◆ OBJECTIVE:
Produce a verbatim copy of the entries listed below.
>> start ENTRIES
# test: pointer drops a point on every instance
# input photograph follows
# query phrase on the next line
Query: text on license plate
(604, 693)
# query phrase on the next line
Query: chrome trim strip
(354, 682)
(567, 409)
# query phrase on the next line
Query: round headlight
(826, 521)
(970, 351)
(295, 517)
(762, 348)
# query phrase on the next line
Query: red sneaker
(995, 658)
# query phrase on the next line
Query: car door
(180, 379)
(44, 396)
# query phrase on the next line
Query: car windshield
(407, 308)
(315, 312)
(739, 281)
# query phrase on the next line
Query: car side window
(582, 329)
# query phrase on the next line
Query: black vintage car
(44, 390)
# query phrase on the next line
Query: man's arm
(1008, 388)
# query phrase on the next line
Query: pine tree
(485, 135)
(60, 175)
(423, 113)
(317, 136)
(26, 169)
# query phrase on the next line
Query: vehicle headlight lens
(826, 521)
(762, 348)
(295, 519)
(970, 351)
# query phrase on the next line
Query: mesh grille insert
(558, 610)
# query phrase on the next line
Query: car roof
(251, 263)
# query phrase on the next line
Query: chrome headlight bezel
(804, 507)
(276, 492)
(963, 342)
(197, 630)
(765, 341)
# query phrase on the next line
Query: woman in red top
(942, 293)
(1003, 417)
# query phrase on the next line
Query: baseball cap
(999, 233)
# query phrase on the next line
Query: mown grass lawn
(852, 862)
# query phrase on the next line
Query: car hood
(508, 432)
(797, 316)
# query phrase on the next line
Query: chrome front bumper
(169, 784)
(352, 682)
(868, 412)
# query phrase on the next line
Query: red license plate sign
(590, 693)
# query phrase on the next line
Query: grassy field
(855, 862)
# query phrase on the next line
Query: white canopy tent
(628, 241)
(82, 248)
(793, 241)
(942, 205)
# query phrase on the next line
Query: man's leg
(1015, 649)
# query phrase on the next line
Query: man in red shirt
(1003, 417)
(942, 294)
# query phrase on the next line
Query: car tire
>> end ENTRIES
◆ EXERCISE ANSWER:
# test: pointer drops a point on every instance
# input photograph follows
# query phrase on the next line
Query: text on license plate
(604, 693)
# query phrase on the next line
Query: chrome trim strip
(354, 682)
(567, 409)
# query phrase on the next line
Query: round headlight
(826, 521)
(970, 351)
(295, 517)
(762, 348)
# query phrase on the next line
Query: red sneaker
(995, 658)
# query phrase on the next line
Query: car door
(180, 379)
(44, 396)
# query phrase on the next line
Query: car windshield
(407, 308)
(315, 312)
(739, 281)
# query phrase on the next line
Query: car side window
(582, 329)
# query phrase on the next line
Query: black vintage car
(44, 390)
# query phrase on the next line
Query: man's arm
(1008, 388)
# query phrase on the next line
Query: pine tree
(485, 135)
(60, 175)
(423, 113)
(317, 136)
(26, 169)
# query phrase on the next line
Query: vehicle headlight lens
(826, 521)
(762, 348)
(295, 519)
(970, 351)
# query phrase on the next line
Query: mesh grille insert
(558, 610)
# query phrase on the next line
Query: car roof
(251, 263)
# query phrase on the next line
Query: chrome headlight bezel
(804, 507)
(276, 492)
(963, 342)
(197, 630)
(765, 341)
# query phrase on the next line
Query: woman in red top
(942, 293)
(1003, 417)
# query phrase on the next line
Query: baseball cap
(999, 233)
# query phrase on the next line
Query: mown grass lawn
(852, 862)
# query phrase on the next line
Query: car hood
(508, 432)
(797, 316)
# query phrase on the next line
Query: chrome front bumper
(169, 784)
(352, 682)
(868, 412)
# query phrase on the next line
Query: red license plate sign
(590, 693)
# query phrase on the next line
Query: grassy field
(855, 862)
# query phrase on the next line
Query: white canopy tent
(628, 241)
(82, 248)
(793, 241)
(942, 205)
# query phrase on the next line
Query: man's leg
(1015, 649)
# query phrase on the next line
Query: man in red shirt
(1003, 417)
(942, 294)
# query phrase on the next line
Query: car tire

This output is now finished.